Skip to contents

This function performs a linear model test on brain score data with the option to use various null models for comparison. It calculates gene set scores, performs linear modeling, calculates p-values, and identifies core genes.

Usage

brainscore.lm_test(
  pred_df,
  cov_df,
  brain_data,
  gene_data,
  annoData,
  gsScoreList.null = NULL,
  cor_method = c("pearson", "spearman", "pls1c", "pls1w", "custom"),
  aggre_method = c("mean", "median", "ks_pos_neg_sum"),
  null_model = c("spin_brain", "resample_gene", "coexp_matched", "none"),
  minGSSize = 10,
  maxGSSize = 200,
  n_cores = 0,
  n_perm = 5000,
  perm_id = NULL,
  coord.l = NULL,
  coord.r = NULL,
  seed = NULL,
  threshold_type = c("sd", "percentile", "none"),
  threshold_value = 1,
  pvalueCutoff = 0.05,
  pAdjustMethod = c("fdr", "holm", "hochberg", "hommel", "bonferroni", "BH", "BY",
    "none"),
  padjCutoff = NULL,
  matchcoexp_tol = 0.05,
  matchcoexp_max_iter = 1e+06,
  gsea_obj = TRUE,
  normality_check = TRUE,
  normality_method = c("ks", "shapiro", "both"),
  normality_alpha = 0.05,
  normality_p_adjust = "fdr",
  normality_shapiro_max_n = 5000,
  normality_seed = NULL
)

Arguments

pred_df

Data frame of predictor variables.

cov_df

Data frame of covariate variables.

brain_data

Data frame of brain imaging data.

gene_data

Data frame of gene expression data.

annoData

Environment containing annotation data.

gsScoreList.null

Precomputed list of gene set scores for the null model by brainscore/brainscore.hpc function. Default is NULL.

cor_method

Character string specifying the correlation method. Default is 'pearson'. Other options include 'spearman', 'pls1c', 'pls1w', 'custom'.

aggre_method

Character string or function specifying the aggregation method for the built-in linear regression workflow. Default is 'mean'. Supported character options are 'mean', 'median', and 'ks_pos_neg_sum'. A custom aggregation function can also be provided. Other aggregation methods remain available through brainscore() for customized downstream analyses.

※

__Problems to work on__
a - According to the aggre_method description in the brainscore.lm_test documentation, what can a user do to apply an aggregation method other than 'mean', 'median', or 'ks_pos_neg_sum'? Answer in one to three sentences.
b - Resume the brainscore.lm_test documentation after its last sentence, continuing the list of arguments.
The entries that come next are separate material and have no connection to the brainscore.lm_test documentation.

__Data shown__
※

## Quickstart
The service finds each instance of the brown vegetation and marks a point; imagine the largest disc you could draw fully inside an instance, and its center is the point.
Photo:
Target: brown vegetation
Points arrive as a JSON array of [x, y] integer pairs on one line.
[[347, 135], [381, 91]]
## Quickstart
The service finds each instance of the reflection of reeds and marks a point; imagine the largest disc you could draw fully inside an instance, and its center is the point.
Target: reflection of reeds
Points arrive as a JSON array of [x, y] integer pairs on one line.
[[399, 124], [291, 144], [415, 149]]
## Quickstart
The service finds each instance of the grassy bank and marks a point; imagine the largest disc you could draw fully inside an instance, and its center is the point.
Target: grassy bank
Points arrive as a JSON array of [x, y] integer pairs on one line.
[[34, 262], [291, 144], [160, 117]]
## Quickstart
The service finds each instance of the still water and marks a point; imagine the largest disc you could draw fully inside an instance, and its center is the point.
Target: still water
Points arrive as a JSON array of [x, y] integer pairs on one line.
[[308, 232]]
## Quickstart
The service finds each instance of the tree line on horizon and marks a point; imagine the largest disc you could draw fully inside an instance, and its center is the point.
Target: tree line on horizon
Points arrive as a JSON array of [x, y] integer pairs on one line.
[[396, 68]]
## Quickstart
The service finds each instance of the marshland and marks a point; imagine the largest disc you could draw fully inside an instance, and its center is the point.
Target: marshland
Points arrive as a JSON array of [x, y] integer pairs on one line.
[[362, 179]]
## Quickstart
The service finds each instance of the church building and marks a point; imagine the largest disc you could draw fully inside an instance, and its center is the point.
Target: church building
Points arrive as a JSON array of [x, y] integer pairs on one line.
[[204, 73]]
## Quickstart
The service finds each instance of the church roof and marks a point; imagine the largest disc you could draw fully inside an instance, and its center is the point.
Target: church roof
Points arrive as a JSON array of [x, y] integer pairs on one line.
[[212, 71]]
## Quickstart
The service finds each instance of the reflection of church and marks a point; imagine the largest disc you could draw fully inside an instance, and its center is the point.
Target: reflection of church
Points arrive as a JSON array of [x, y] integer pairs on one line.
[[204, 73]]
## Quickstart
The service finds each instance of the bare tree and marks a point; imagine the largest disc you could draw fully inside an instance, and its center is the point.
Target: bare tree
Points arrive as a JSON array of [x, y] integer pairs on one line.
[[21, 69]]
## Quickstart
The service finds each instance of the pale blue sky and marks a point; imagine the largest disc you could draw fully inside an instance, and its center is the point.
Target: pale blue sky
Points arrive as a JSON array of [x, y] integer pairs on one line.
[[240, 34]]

※

__Responses in order__
a - The user can pass a custom aggregation function to aggre_method. Other aggregation methods are also available through brainscore() for customized downstream analyses.

b -
null_model

Character string specifying the null model method. Default is 'spin_brain'. Other options include 'resample_gene', 'coexp_matched', 'none'.

minGSSize

Integer specifying the minimum gene set size. Default is 10.

maxGSSize

Integer specifying the maximum gene set size. Default is 200.

n_cores

Integer specifying the number of cores to use for parallel processing. Default is 0.

n_perm

Integer specifying the number of permutations. Default is 5000.

perm_id

Optional permutation ID.

coord.l

Optional left hemisphere coordinates.

coord.r

Optional right hemisphere coordinates.

seed

Optional random seed for generating perm_id.

threshold_type

Character string specifying the threshold type for core genes. Default is 'sd'. Other options include 'percentile'.

threshold_value

Numeric value specifying the threshold level. Default is 1.

pvalueCutoff

Numeric value specifying the p-value cutoff for significant results. Default is 0.05.

pAdjustMethod

Character string specifying the method ("fdr","holm", "hochberg", "hommel", "bonferroni", "BH", "BY", "none") for p-value adjustment. Default is 'fdr'. see p.adjust for more details.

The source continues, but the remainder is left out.